*** Block opens ***

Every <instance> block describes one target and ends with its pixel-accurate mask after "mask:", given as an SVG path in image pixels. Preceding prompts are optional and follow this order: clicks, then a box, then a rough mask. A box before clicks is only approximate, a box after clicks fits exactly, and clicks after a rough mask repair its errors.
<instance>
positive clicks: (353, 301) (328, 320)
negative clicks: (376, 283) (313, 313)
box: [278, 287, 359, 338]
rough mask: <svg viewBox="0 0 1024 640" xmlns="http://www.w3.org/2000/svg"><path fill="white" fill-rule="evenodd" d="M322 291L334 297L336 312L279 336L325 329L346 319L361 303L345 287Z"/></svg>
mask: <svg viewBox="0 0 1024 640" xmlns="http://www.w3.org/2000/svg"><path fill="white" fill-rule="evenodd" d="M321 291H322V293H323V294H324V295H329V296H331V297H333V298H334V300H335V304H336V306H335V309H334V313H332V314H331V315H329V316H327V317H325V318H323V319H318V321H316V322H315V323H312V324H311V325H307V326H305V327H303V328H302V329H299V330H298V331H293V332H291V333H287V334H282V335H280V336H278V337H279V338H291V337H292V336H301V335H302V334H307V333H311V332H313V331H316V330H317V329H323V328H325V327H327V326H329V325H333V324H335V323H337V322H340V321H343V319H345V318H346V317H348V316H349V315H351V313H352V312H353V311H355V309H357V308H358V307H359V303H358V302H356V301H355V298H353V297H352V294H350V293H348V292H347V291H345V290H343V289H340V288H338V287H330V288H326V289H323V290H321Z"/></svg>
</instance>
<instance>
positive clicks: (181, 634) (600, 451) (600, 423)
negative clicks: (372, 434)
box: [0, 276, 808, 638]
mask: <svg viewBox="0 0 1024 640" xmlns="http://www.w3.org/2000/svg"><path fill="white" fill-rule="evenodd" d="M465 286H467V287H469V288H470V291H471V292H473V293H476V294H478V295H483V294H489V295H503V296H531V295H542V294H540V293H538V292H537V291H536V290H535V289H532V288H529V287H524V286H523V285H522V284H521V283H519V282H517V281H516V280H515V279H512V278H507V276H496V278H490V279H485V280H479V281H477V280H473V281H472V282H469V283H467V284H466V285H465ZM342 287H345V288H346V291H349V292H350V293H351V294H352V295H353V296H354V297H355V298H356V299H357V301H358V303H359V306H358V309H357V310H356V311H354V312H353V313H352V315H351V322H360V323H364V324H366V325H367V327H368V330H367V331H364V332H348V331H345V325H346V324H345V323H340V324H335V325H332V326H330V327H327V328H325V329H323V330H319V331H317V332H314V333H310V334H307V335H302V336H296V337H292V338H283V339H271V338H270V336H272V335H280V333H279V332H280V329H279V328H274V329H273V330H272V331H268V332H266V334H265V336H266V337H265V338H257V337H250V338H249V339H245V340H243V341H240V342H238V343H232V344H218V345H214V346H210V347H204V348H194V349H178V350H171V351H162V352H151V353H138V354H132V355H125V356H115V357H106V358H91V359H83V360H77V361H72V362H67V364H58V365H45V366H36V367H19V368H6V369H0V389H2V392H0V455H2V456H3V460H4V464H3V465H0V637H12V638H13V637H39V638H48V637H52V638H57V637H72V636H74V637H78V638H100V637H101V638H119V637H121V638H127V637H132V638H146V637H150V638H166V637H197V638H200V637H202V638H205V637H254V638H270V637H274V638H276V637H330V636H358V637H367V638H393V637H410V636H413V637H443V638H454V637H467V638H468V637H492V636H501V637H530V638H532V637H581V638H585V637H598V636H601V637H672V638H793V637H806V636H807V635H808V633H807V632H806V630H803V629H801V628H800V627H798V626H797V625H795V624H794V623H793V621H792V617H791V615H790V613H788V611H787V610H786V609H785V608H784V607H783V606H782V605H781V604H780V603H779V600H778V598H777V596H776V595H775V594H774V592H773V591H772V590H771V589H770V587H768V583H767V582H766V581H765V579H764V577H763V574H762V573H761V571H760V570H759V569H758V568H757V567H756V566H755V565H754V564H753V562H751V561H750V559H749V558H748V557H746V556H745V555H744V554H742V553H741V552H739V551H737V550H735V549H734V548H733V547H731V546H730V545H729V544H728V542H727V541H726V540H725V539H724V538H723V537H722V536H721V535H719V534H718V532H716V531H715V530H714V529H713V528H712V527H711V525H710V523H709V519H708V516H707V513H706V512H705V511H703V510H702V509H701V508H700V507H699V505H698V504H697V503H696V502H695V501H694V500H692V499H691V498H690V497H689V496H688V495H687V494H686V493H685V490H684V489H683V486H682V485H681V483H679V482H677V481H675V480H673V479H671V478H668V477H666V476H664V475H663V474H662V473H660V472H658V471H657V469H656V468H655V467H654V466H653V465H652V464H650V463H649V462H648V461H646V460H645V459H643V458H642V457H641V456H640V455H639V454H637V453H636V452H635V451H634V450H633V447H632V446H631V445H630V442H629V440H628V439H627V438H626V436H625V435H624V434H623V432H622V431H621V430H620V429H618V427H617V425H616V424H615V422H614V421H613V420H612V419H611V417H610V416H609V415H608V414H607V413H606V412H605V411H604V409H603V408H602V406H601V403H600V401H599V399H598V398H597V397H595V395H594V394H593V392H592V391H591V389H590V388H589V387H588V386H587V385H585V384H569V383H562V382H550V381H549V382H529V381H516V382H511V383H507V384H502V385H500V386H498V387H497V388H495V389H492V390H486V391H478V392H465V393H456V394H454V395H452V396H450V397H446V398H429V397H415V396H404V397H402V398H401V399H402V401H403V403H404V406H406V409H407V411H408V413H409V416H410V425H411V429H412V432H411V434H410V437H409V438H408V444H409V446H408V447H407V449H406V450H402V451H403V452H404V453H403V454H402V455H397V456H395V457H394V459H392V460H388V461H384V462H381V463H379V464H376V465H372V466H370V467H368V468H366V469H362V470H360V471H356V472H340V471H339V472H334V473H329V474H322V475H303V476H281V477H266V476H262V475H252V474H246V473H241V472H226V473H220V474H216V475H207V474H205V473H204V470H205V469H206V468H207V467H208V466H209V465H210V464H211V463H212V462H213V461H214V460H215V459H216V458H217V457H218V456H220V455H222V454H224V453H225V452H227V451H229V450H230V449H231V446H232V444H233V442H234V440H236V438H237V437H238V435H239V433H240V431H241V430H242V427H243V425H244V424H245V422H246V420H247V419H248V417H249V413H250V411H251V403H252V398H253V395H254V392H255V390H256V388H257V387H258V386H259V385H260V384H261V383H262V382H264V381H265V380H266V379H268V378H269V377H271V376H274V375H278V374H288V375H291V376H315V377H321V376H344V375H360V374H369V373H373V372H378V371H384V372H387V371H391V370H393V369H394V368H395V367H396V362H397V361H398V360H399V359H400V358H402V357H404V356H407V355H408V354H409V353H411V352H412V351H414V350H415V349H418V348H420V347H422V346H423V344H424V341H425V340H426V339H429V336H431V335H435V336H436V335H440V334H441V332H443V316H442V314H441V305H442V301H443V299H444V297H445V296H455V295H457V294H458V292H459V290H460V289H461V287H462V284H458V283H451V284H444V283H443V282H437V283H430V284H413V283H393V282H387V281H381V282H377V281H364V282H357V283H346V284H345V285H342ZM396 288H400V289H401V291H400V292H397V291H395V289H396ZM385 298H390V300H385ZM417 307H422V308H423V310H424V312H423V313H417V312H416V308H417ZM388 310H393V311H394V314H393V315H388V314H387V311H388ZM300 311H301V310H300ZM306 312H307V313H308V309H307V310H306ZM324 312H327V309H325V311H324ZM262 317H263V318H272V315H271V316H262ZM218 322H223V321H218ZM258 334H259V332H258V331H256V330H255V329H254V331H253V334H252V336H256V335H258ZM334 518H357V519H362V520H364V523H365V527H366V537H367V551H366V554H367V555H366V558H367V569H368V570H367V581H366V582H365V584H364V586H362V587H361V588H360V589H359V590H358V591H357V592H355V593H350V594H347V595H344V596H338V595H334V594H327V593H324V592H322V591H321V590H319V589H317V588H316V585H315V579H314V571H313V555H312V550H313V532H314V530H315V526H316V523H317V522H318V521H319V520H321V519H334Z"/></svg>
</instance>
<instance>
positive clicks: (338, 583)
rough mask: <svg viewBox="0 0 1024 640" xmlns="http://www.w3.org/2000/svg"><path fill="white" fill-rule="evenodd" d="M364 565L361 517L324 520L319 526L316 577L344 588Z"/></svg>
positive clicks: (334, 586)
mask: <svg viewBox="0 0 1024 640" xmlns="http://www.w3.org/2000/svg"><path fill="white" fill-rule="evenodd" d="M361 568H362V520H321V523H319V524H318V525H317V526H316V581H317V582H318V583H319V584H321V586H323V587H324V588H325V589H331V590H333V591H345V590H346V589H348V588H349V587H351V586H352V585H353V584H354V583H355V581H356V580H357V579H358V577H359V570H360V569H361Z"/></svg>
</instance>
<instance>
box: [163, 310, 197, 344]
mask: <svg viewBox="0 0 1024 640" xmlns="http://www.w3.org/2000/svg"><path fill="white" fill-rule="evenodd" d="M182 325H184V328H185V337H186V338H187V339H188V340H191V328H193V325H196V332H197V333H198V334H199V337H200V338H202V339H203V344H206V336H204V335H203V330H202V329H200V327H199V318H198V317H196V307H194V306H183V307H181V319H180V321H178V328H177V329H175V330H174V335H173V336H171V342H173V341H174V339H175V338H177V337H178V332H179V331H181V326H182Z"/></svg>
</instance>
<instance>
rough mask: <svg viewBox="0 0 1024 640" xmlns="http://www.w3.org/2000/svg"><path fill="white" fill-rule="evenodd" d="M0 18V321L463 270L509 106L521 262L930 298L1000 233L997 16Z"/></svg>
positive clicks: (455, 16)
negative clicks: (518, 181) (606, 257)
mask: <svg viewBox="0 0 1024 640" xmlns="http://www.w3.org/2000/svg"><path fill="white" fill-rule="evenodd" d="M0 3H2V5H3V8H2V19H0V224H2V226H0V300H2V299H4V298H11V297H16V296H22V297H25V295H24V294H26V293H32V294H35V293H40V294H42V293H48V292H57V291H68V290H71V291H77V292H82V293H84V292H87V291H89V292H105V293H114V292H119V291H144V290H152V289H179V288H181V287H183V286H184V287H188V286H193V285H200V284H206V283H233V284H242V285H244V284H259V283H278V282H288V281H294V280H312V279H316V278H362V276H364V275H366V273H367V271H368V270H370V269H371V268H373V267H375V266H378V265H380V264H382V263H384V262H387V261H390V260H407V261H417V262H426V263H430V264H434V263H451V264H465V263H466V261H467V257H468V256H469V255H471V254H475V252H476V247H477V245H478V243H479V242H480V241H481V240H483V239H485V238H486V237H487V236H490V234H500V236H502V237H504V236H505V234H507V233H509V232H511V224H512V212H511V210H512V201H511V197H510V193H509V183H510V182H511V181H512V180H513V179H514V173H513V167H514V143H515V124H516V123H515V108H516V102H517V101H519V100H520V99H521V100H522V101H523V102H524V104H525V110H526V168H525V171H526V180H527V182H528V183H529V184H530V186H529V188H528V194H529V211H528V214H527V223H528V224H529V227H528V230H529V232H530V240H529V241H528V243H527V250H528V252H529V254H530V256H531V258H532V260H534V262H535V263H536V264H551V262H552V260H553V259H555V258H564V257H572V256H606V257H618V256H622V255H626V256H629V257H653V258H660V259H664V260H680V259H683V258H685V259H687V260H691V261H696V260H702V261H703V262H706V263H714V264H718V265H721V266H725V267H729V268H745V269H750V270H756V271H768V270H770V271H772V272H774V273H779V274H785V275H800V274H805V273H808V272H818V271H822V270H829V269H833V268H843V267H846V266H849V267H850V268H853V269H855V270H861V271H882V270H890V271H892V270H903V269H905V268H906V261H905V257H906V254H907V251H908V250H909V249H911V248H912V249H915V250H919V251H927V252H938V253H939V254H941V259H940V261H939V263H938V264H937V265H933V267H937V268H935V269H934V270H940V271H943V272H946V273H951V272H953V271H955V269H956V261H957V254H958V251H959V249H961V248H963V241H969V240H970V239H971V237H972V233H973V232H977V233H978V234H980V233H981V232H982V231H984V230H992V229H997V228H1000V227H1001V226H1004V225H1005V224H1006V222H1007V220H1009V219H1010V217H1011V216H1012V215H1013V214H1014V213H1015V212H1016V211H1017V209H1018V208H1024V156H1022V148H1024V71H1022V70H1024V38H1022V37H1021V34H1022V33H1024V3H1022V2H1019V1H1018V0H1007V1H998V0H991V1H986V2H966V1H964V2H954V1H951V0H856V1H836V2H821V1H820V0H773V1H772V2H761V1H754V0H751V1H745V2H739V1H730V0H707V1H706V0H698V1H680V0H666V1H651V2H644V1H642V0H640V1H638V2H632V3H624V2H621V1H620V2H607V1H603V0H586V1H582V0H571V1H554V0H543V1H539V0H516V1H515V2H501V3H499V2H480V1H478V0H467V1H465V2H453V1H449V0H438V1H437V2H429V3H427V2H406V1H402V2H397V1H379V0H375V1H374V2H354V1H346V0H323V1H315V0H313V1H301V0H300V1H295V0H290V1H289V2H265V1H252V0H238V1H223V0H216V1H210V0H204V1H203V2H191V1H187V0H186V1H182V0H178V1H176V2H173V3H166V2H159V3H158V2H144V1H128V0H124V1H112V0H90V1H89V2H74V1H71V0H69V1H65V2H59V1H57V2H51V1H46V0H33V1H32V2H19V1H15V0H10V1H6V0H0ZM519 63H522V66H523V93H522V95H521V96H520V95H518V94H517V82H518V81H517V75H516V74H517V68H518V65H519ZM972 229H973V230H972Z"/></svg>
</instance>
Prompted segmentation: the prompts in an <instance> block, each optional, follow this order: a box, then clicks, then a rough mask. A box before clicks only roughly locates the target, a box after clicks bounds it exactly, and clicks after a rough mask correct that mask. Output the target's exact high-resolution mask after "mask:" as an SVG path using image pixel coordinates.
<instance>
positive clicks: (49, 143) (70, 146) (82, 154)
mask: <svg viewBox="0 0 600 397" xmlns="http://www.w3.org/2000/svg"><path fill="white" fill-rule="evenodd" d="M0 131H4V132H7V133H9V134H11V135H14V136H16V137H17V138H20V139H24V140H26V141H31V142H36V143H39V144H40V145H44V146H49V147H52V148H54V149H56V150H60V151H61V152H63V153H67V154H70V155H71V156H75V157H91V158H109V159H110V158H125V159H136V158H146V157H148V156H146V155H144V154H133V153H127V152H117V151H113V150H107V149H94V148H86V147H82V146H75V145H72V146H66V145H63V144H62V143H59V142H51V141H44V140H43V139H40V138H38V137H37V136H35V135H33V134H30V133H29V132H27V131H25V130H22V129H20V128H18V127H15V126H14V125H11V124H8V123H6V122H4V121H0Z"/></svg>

*** Block closes ***

Count the lines in the entries above that contain the string "positive", with case counting. Reply with the number alone.

6